▸ **Passage provided**:
--------------------------------
A shiny app for clusters that are not there
Overview
Clusters That Are Not There is a Shiny application designed to help researchers quantify inferential risks when applying clustering methods such as Gaussian Mixture Models (GMM) or k-means. Inspired by the article Clusters That Are Not There (Toffalini et al., 2024), the app provides an accessible interface to run Monte Carlo simulations that evaluate Type I error, power, and classification accuracy under conditions commonly found in psychological research.
The core message of the paper is simple but crucial:
Clustering methods can easily “detect” clusters even when none exist — especially when assumptions such as normality or local independence are violated.
This app offers an intuitive way to test these risks before running cluster analyses on real data.
➡️ Explore the app: https://psicostat.shinyapps.io/clustersimulation-demo/
➡️ Manuscript: Toffalini et al., https://doi.org/10.1002/ijop.13246 (Open Access)
What the App Does
The app implements the simulation logic described in the manuscript, allowing users to:
- Simulate datasets with custom characteristics:
- sample size
- number of indicators
- correlations
- skewness and kurtosis
- effect size (d) between true clusters
- Estimate Type I error
How often does a method detect multiple clusters when the data truly come from one population? (e.g., GMM may show inflated Type I error under modest skewness) - Estimate Power
How often does the method correctly detect two clusters when they truly exist? (e.g., with d = .50 and N = 700, power is extremely low for both GMM and k-means) - Assess classification accuracy
Using the Adjusted Rand Index, the app reveals how often detected clusters actually match the true underlying structure (k-means may detect “two clusters” with 100% power but classify individuals no better than chance (Adjusted Rand Index ≈ .06)).
--------------------------------
▸ **Given data**:
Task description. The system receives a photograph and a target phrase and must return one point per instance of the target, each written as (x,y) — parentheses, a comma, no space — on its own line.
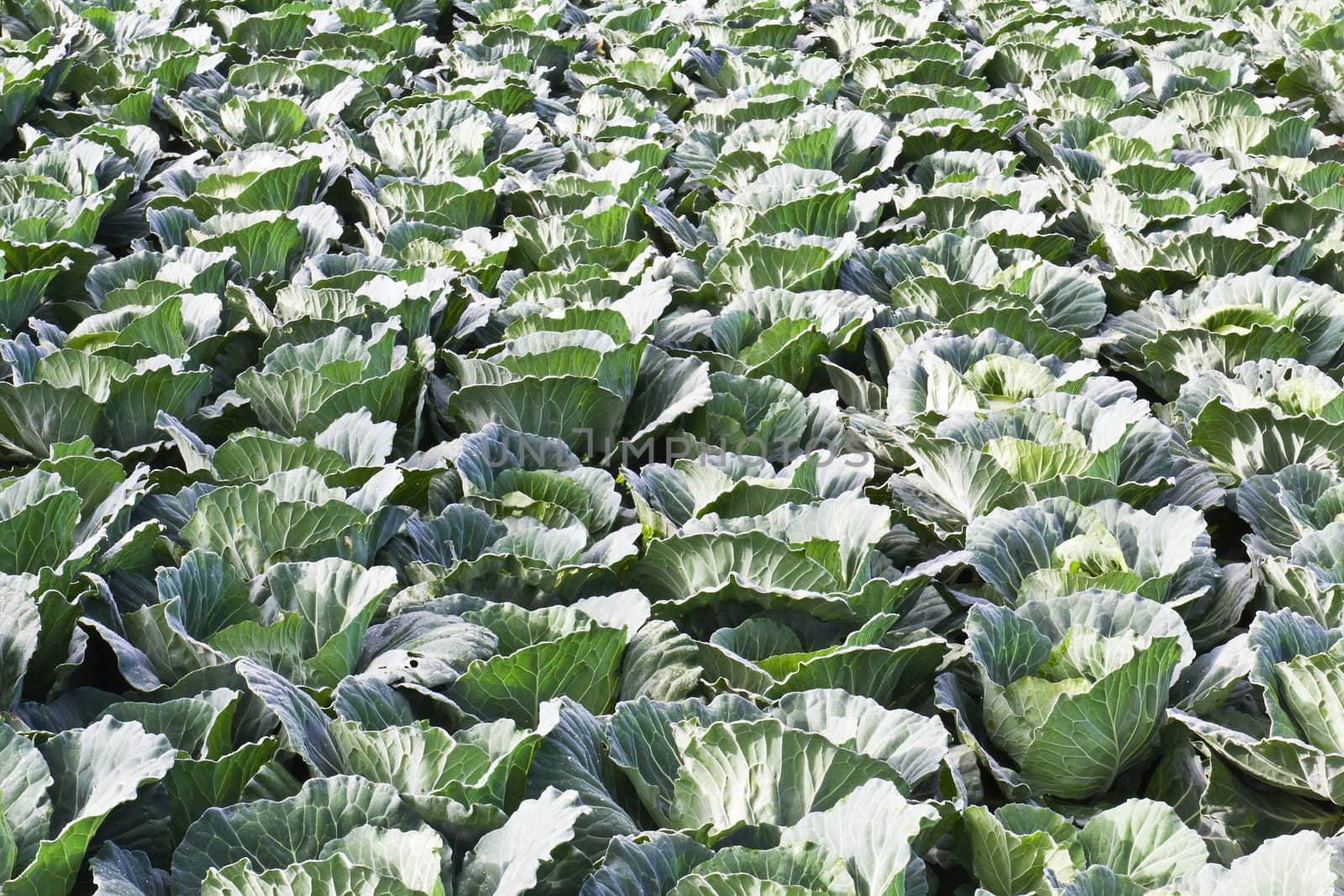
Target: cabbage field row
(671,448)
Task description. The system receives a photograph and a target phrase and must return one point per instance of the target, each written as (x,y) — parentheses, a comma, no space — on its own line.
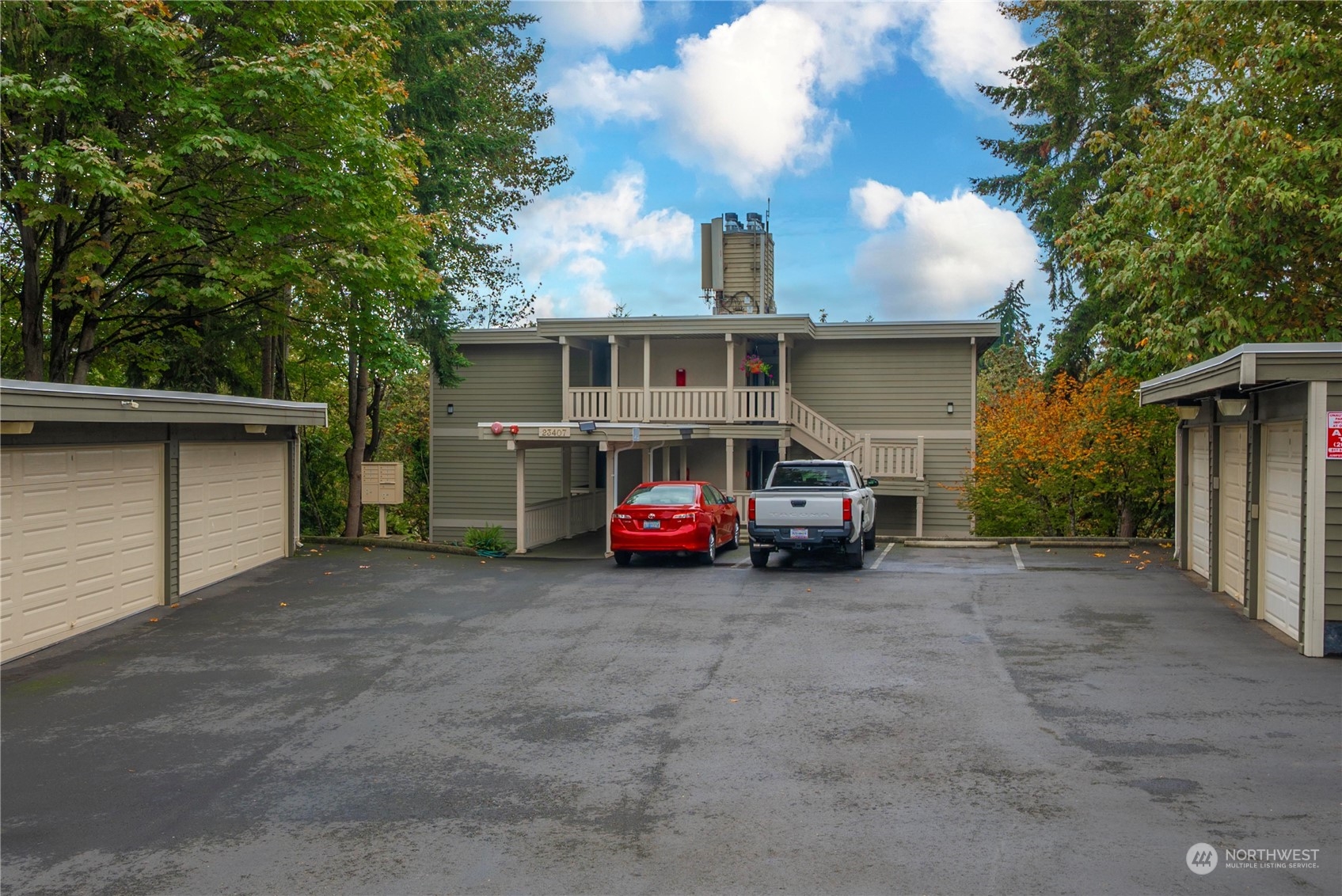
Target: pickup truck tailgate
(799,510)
--------------------------------
▸ **What to work on**:
[1] From the passage on the clustering simulation app, pull out the stretch that begins at the words "The core message" and stops after "https://doi.org/10.1002/ijop.13246 (Open Access)", copying it word for word.
[2] Write what comes next in the passage on the clustering simulation app, picking up after its last sentence.

▸ **Answers given**:
[1]
The core message of the paper is simple but crucial:
Clustering methods can easily “detect” clusters even when none exist — especially when assumptions such as normality or local independence are violated.
This app offers an intuitive way to test these risks before running cluster analyses on real data.
➡️ Explore the app: https://psicostat.shinyapps.io/clustersimulation-demo/
➡️ Manuscript: Toffalini et al., https://doi.org/10.1002/ijop.13246 (Open Access)

[2]
Why This Matters
Clustering is popular in psychology, but the assumptions behind common methods are often unmet. The manuscript shows several scenarios where:
- Moderate skewness (skew = .50) yields 48% false positives for GMM in our simulation (p.7)
- Modest correlations (r = .35) produce 100% false positives for k-means (p.8–9)
- Large sample sizes exacerbate the problem for GMM (p.12)
- GMM may “create” clusters to compensate for skewed distributions (Figure 6, p.13)
These are exactly the pitfalls the app helps users explore and understand.
Features at a Glance
- 🧮 Monte Carlo simulation interface
- 🔢 Data Specification mode (define your own distributions)
- 📂 Data Upload mode (upload your dataset and test risks)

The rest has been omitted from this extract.